# start of RECORDS TO USE

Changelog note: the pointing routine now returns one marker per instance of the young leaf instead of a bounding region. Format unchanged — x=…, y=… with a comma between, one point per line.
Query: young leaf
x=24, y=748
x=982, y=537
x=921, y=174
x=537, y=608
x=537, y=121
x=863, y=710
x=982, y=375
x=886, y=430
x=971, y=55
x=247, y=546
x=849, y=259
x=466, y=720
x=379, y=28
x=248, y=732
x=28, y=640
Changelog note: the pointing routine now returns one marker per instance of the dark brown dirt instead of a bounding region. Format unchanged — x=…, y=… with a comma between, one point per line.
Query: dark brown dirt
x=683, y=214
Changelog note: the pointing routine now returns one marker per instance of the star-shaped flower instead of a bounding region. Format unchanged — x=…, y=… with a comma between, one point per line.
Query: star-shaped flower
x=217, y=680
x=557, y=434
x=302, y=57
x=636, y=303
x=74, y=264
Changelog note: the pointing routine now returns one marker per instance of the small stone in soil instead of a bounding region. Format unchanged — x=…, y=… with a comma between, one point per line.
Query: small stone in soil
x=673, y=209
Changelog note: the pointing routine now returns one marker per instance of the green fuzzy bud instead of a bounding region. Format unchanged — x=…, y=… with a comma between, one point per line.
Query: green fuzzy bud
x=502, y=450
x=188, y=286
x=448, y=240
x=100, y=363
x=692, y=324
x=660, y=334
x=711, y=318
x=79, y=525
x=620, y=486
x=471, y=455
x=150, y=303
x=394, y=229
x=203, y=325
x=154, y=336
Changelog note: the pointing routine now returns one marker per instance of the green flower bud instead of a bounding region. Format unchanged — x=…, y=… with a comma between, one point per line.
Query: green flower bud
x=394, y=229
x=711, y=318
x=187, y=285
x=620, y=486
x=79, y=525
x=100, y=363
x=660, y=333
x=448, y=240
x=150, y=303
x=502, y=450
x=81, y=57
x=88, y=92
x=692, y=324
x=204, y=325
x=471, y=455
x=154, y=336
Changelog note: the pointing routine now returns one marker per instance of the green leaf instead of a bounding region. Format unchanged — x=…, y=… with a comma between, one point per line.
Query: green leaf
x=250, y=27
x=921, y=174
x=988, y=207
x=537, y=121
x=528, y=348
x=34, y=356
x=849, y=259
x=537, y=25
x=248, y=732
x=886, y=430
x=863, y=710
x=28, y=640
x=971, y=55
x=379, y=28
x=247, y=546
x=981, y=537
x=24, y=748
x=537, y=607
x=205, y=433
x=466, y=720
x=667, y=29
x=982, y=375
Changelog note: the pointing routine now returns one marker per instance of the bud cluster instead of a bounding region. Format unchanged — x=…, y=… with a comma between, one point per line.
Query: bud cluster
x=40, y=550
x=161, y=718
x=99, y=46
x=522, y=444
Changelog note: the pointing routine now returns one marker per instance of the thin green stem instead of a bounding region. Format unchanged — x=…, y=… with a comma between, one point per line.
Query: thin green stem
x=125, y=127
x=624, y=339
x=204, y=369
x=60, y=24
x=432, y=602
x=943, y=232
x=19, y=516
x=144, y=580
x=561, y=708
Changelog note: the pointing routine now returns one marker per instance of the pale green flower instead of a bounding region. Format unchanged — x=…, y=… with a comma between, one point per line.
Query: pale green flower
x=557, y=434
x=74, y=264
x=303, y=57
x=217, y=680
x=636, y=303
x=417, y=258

# end of RECORDS TO USE

**GOAL OF THE EXERCISE:** Put every line of the records above into a numbered list, leaving out any blank lines.

**CORRECT OUTPUT:**
1. Changelog note: the pointing routine now returns one marker per instance of the young leaf instead of a bounding region. Format unchanged — x=…, y=… with a comma between, one point per line.
2. Query: young leaf
3. x=24, y=748
4. x=982, y=537
5. x=921, y=174
6. x=537, y=608
7. x=537, y=121
8. x=863, y=710
9. x=982, y=375
10. x=886, y=430
11. x=971, y=55
12. x=247, y=546
13. x=849, y=259
14. x=466, y=720
15. x=379, y=28
16. x=248, y=732
17. x=28, y=640
18. Changelog note: the pointing routine now returns one marker per instance of the dark brown dirt instead of a bounding region. Format unchanged — x=…, y=… with a comma between, one point per line.
19. Query: dark brown dirt
20. x=683, y=214
21. Changelog note: the pointing routine now returns one marker per instance of the star-shaped flower instead of a bounding region. Format unchanged — x=…, y=… with a comma between, one point per line.
22. Query: star-shaped flower
23. x=217, y=680
24. x=557, y=434
25. x=302, y=57
26. x=636, y=303
27. x=74, y=264
28. Changelog note: the pointing routine now returns one marker per instance of the small stone in soil instead of a bounding region. Format unchanged — x=…, y=… with a comma between, one point per line.
29. Query: small stone in soil
30. x=673, y=209
31. Changelog note: the pointing routine now returns one marker per instance of the green fuzzy bud instead of a bounding region. Format unchanged — x=…, y=… with a comma between, one point per line.
32. Query: green fuzzy bud
33. x=502, y=450
34. x=188, y=286
35. x=448, y=240
36. x=100, y=363
37. x=692, y=324
38. x=660, y=334
39. x=711, y=318
40. x=79, y=525
41. x=620, y=486
42. x=471, y=455
43. x=150, y=303
44. x=394, y=229
45. x=203, y=325
46. x=154, y=336
47. Changelog note: the pointing routine now returns one marker per instance of the green flower bud instead of a bounding region. Format unchanged — x=…, y=… with a comma between, one point per line.
48. Query: green flower bud
49. x=394, y=229
50. x=711, y=318
51. x=187, y=285
52. x=620, y=486
53. x=79, y=525
54. x=100, y=363
55. x=660, y=333
56. x=448, y=240
57. x=150, y=303
58. x=502, y=450
59. x=81, y=57
60. x=88, y=92
61. x=692, y=324
62. x=204, y=325
63. x=471, y=455
64. x=154, y=336
65. Changelog note: the pointing routine now returns one marker per instance of the green leaf instead of a bounding region. Format unchanged — x=…, y=… with a comma between, one point per line.
66. Query: green leaf
67. x=250, y=27
68. x=921, y=174
69. x=988, y=207
70. x=537, y=121
71. x=528, y=348
72. x=34, y=356
73. x=849, y=259
74. x=537, y=25
75. x=248, y=732
76. x=886, y=430
77. x=863, y=710
78. x=28, y=640
79. x=971, y=55
80. x=379, y=28
81. x=247, y=546
82. x=981, y=537
83. x=24, y=748
84. x=537, y=607
85. x=205, y=433
86. x=466, y=720
87. x=667, y=29
88. x=982, y=375
89. Changelog note: the pointing routine now returns one marker per instance of the bud cluster instead of a bounding region. Format unchanged — x=…, y=… with a comma between, one point per line.
90. Query: bud cluster
91. x=40, y=550
92. x=161, y=718
93. x=99, y=46
94. x=522, y=444
95. Changelog note: the pointing routine now returns one marker per instance of the thin green stem instead of a bounding region. Format unchanged — x=…, y=… with a comma between, one point per line.
96. Query: thin green stem
97. x=125, y=127
98. x=624, y=339
99. x=204, y=369
100. x=60, y=24
101. x=432, y=602
102. x=943, y=232
103. x=19, y=516
104. x=144, y=580
105. x=561, y=708
106. Changelog note: the pointing routine now returns one marker per instance of the pale green flower instead of a bounding region. Format unchanged — x=…, y=… with a comma between, one point per line.
107. Query: pale green flower
108. x=557, y=434
109. x=74, y=264
110. x=303, y=57
111. x=217, y=680
112. x=636, y=303
113. x=417, y=258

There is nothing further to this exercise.